§ STATED PROBLEM
Retype every line of the entries below without changing a single character.

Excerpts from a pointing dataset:
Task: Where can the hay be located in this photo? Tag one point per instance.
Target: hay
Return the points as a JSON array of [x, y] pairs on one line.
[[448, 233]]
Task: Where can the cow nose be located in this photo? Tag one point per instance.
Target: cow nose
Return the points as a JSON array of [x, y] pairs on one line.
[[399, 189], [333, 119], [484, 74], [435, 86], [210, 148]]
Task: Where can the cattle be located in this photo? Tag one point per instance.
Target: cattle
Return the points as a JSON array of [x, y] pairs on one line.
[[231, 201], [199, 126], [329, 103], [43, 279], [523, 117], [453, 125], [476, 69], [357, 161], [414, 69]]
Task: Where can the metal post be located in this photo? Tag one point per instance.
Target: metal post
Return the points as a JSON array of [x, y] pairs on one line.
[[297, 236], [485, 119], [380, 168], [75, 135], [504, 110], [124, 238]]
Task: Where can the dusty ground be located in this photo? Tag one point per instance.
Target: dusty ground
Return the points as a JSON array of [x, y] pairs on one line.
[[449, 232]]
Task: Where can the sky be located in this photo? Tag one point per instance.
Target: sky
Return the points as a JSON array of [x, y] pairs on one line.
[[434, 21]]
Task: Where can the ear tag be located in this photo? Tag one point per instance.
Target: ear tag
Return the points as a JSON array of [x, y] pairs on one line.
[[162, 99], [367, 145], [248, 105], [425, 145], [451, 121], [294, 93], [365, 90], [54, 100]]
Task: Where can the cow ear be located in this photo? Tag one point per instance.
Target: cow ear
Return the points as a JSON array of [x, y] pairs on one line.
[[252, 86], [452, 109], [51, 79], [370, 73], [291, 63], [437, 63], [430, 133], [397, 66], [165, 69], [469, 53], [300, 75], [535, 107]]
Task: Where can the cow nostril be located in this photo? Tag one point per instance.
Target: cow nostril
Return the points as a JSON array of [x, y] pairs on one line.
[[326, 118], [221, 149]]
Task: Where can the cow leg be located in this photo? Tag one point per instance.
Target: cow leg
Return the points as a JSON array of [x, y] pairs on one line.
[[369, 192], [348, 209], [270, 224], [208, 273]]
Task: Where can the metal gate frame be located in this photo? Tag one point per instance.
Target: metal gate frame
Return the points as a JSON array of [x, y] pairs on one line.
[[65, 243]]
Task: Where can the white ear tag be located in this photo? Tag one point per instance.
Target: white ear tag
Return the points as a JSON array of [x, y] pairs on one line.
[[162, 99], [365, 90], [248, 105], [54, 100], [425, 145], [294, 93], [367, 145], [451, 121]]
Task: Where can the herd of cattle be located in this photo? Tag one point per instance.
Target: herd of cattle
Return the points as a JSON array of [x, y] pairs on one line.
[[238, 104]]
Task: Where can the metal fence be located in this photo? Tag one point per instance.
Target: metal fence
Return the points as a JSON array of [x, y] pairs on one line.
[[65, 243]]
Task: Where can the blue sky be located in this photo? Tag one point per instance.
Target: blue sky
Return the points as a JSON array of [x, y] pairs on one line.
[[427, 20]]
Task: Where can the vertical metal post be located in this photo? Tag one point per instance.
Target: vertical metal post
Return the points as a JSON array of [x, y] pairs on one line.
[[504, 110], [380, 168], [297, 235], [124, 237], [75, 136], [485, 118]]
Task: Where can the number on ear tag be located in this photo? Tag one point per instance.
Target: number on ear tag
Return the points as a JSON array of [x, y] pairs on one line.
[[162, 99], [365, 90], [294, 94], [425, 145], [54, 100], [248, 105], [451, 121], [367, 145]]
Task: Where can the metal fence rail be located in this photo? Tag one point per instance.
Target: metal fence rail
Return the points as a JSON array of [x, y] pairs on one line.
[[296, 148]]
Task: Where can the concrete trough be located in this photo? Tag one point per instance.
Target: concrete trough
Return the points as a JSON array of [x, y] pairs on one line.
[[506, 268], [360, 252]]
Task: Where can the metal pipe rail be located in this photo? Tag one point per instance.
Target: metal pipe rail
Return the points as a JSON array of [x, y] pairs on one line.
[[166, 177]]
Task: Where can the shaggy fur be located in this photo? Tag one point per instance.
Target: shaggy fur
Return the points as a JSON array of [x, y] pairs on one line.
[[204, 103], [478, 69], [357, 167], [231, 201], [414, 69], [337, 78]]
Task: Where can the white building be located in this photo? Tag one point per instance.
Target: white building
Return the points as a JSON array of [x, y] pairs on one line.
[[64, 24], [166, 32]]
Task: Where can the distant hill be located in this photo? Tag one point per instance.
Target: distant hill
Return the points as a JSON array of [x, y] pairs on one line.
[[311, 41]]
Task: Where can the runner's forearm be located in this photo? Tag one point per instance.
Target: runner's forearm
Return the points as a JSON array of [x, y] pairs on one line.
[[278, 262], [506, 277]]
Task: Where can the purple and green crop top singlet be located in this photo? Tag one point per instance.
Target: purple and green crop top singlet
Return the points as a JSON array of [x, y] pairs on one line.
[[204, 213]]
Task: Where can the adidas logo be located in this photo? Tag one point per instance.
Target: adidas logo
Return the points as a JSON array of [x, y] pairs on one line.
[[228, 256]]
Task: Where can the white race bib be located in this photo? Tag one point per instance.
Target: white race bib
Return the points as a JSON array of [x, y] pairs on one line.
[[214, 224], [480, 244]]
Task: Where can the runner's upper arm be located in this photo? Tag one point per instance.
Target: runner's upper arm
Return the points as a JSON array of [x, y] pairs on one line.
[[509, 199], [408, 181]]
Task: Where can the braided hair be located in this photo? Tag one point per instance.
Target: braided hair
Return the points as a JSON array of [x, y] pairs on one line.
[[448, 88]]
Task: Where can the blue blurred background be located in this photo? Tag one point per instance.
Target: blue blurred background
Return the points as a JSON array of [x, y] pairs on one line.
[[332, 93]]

§ CORRECT RESPONSE
Task: Where can the hay be located in this photo? Tag one point per instance.
Target: hay
Return the points as a JSON array of [x, y] pairs on one line.
[[448, 233]]
Task: Where can the cow nose be located in this photo? Tag one point per instance.
Target: cow nose
Return the points as a JSON array of [x, y] pairs on one line.
[[399, 189], [333, 119], [484, 74], [435, 86], [210, 148]]
Task: Where can the cattle be located in this photo? Tag one point per instance.
Target: cattle
Return the points as a JSON array of [x, y] pairs on one line.
[[231, 201], [199, 126], [329, 103], [43, 279], [523, 117], [453, 125], [476, 69], [357, 161], [414, 69]]
Task: Where can the metal post be located in this photo? Tag one point per instance.
Target: metal post
Return the points as a JSON array of [x, y] pairs on one line.
[[297, 236], [485, 119], [380, 168], [75, 135], [504, 110], [124, 238]]
Task: Where can the dusty ground be located in this photo? Tag one point per instance.
Target: dusty ground
Return the points as a JSON array of [x, y] pairs on one line.
[[449, 232]]
Task: Where can the sky be located in this photo? Tag one point per instance.
Target: sky
Return the points as a JSON array of [x, y] pairs on one line.
[[434, 21]]
Task: Where can the ear tag be located in this photo? Tag one point per instance.
Target: ear tag
Return the points as a JSON array of [x, y] pairs on one line.
[[162, 99], [367, 145], [248, 105], [425, 145], [451, 121], [294, 93], [365, 90], [54, 100]]
Task: Where can the cow ear be located in this photo? Tag one point per instance.
Target: cow ear
Return the points as a JSON array of [x, y] pairs on one line.
[[252, 86], [452, 109], [51, 79], [370, 73], [291, 63], [437, 63], [430, 133], [397, 66], [165, 69], [469, 53], [300, 75], [535, 107]]
Task: Where can the cow nostril be located in this photo? Tag one point per instance.
Target: cow nostril
Return the points as a JSON array of [x, y] pairs on one line.
[[326, 118], [221, 149]]
Task: Where can the cow leg be located in this photo? Tag one point per instance.
Target: cow leg
Return the points as a JSON array of [x, y] pairs on one line.
[[369, 192], [348, 209], [270, 224], [208, 273]]
Task: Where can the metal gate frame be located in this photo? Tag one point per instance.
Target: metal gate frame
Return the points as a JSON array of [x, y] pairs on one line.
[[65, 243]]
Task: Where can the white ear tag be located in this photo? Tag one point per instance.
Target: white ear tag
Return the points as a JSON array of [x, y] pairs on one line.
[[162, 99], [365, 90], [248, 105], [54, 100], [425, 145], [294, 93], [367, 145], [451, 121]]
Task: Where can the herd of cattle be located in this photo? Tag one point per instance.
Target: herd of cattle
Return the points as a JSON array of [x, y] pairs on one line.
[[238, 104]]
Task: Where can the metal fence be located in this photo? Tag one point per instance.
Target: metal fence
Return the points as a JSON array of [x, y] pairs on one line.
[[65, 243]]
Task: Where can the blue sky be located in this photo? Tag one point per instance.
Target: blue sky
Return the points as a JSON array of [x, y] pairs on one line.
[[427, 20]]
Task: Where can the vertical metal post be located in this photo? Tag one point per instance.
Target: vertical metal post
Return the points as a JSON array of [x, y] pairs on one line.
[[504, 110], [380, 168], [297, 235], [124, 237], [75, 136], [485, 118]]
Task: Where can the number on ear tag be located in this photo? Tag one point per instance.
Target: number on ear tag
Return the points as a JSON array of [x, y] pairs on one line.
[[162, 99], [365, 90], [294, 94], [425, 145], [54, 100], [248, 105], [451, 121], [367, 145]]
Task: Where can the metal fence rail be located in this photo? Tag one point per instance.
Target: metal fence rail
Return the points as a JSON array of [x, y] pairs on one line.
[[296, 148]]
Task: Where can the concrete trough be located in this photo? Tag one point per instance.
Target: concrete trough
Return the points as a JSON array of [x, y] pairs on one line.
[[506, 268], [360, 252]]
Task: Where can the metal pipe rail be located in this photo? Tag one point per instance.
Target: metal pipe rail
Return the points as a JSON array of [x, y] pairs on one line.
[[166, 177]]
Task: Where can the shaggy fur be located in this photo? Tag one point per instance.
Target: shaggy fur
Return the points as a JSON array of [x, y] pairs on one line.
[[204, 103], [478, 69], [357, 167], [231, 201], [414, 69], [337, 78]]
Task: Where can the white building be located in this photo? Tag one point per instance.
Target: white building
Return the points as a JSON array of [x, y] pairs on one line.
[[64, 24], [166, 32]]
Task: Where can the distant hill be located in this photo? Tag one point per instance.
Target: distant hill
Return the points as a JSON array of [x, y] pairs on one line.
[[311, 41]]
Task: Where can the runner's forearm be located in this photo? Tag one point per instance.
Target: runner's forearm
Return the points as a JSON array of [x, y] pairs on one line.
[[278, 262], [506, 277]]
Task: Where can the purple and green crop top singlet be located in this photo? Tag one point per instance.
Target: purple and green crop top singlet
Return the points as a JSON array of [x, y] pairs on one line.
[[204, 213]]
Task: Where can the adidas logo be located in this photo? Tag one point per instance.
Target: adidas logo
Return the points as a JSON array of [x, y] pairs on one line.
[[228, 256]]
Task: Where can the white race bib be located in this photo? Tag one point per instance.
Target: white race bib
Return the points as a JSON array of [x, y] pairs on one line.
[[214, 224], [480, 244]]
Task: Where can the runner's upper arm be located in this photo? Tag one point per instance.
Target: runner's upper arm
Return the points as a JSON array of [x, y] pairs on one line.
[[509, 199], [408, 181]]
Task: Where can the braided hair be located in this photo? Tag one point per instance.
Target: braided hair
Return the points as a JSON array of [x, y] pairs on one line.
[[448, 88]]
Task: Where can the blue blurred background be located in this photo? Tag one point per instance.
Target: blue blurred background
Return the points as a JSON array of [x, y] pairs on one line.
[[332, 93]]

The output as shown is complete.